-- Exercise A --
Answer these questions about the notebook excerpt on the DPO comparison, one per line:
(i) Which configuration file does the command that runs DPO use?
(ii) Which file name does the code search for under the comparison output directory?
(iii) What heading is printed between the two lines of equals signs?
-- Exercise B --
List every variable name in the notebook excerpt on the DPO comparison that receives a value through the = operator.
-- Exercise C --
Continue the notebook excerpt on the DPO comparison from its last line.
[[ Source passage open ]]
Let's run DPO and compare memory usage to see SFT's efficiency.

In [None]:
# Run DPO for comparison
!python -m canary.cli run configs/dpo_smoke.yaml -o ./sft_output/dpo_comparison

In [None]:
# Load DPO metrics
dpo_paths = list(Path('./sft_output/dpo_comparison').rglob('metrics.json'))
if not dpo_paths:
    raise FileNotFoundError("No metrics.json found for DPO comparison. Did the training complete?")

dpo_path = dpo_paths[0]
with open(dpo_path) as f:
    dpo_metrics = json.load(f)

print("="*60)
print("MEMORY & PERFORMANCE COMPARISON")
print("="*60)
[[ Source passage closed ]]
[[ Entries provided open ]]
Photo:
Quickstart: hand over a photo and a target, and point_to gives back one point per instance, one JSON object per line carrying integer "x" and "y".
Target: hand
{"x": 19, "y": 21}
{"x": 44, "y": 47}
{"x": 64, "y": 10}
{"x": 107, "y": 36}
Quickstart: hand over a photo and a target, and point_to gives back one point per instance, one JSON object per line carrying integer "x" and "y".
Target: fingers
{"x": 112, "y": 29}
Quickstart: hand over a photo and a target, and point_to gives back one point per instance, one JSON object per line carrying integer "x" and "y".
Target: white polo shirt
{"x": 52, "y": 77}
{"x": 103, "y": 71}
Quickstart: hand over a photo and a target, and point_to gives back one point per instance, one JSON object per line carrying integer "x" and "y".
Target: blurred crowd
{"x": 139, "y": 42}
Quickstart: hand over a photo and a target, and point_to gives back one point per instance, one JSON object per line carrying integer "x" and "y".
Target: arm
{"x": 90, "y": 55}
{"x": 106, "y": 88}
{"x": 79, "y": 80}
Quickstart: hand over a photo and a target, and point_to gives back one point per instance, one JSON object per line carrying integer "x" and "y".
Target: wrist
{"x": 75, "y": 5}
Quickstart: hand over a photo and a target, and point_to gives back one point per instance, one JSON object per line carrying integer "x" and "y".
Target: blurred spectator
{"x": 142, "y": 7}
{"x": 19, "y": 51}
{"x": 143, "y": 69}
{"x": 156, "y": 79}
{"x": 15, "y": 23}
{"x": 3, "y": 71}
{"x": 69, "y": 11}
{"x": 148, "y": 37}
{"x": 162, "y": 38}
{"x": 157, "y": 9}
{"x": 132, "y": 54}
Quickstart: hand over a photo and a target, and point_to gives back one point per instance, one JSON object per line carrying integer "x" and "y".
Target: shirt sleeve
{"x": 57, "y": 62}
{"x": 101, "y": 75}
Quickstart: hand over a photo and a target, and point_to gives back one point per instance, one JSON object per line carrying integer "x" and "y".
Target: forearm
[[ Entries provided closed ]]
-- Exercise output A --
(i) configs/dpo_smoke.yaml
(ii) metrics.json
(iii) MEMORY & PERFORMANCE COMPARISON

-- Exercise output B --
dpo_paths
dpo_path
dpo_metrics

-- Exercise output C --
sft_mem = sft_metrics['perf']['max_mem_mb']
dpo_mem = dpo_metrics['perf']['max_mem_mb']

sft_step = sft_metrics['perf']['step_time']['mean']
dpo_step = dpo_metrics['perf']['step_time']['mean']

sft_tps = sft_metrics['perf']['approx_tokens_per_sec']
dpo_tps = dpo_metrics['perf']['approx_tokens_per_sec']

# Sanity check for valid values before computing ratios
if sft_mem > 0 and sft_step > 0 and dpo_tps > 0:
    print(f"\n{'Metric':<20} {'SFT':>15} {'DPO':>15} {'Ratio':>15}")
    print("-"*65)
    print(f"{'Peak Memory (MB)':<20} {sft_mem:>15.0f} {dpo_mem:>15.0f} {dpo_mem/sft_mem:>14.1f}x")
    print(f"{'Step Time (s)':<20} {sft_step:>15.4f} {dpo_step:>15.4f} {dpo_step/sft_step:>14.1f}x")
    print(f"{'Tokens/sec':<20} {sft_tps:>15.0f} {dpo_tps:>15.0f} {sft_tps/dpo_tps:>14.1f}x")

    print(f"\nKey Insight:")
    print(f"  - DPO uses {dpo_mem/sft_mem:.1f}x more memory than SFT")
    print(f"  - SFT processes {sft_tps/dpo_tps:.1f}x more tokens per second")
    print(f"  - This is because DPO creates an internal reference model")
else:
    print("Warning: Some metrics appear invalid, skipping ratio calculations")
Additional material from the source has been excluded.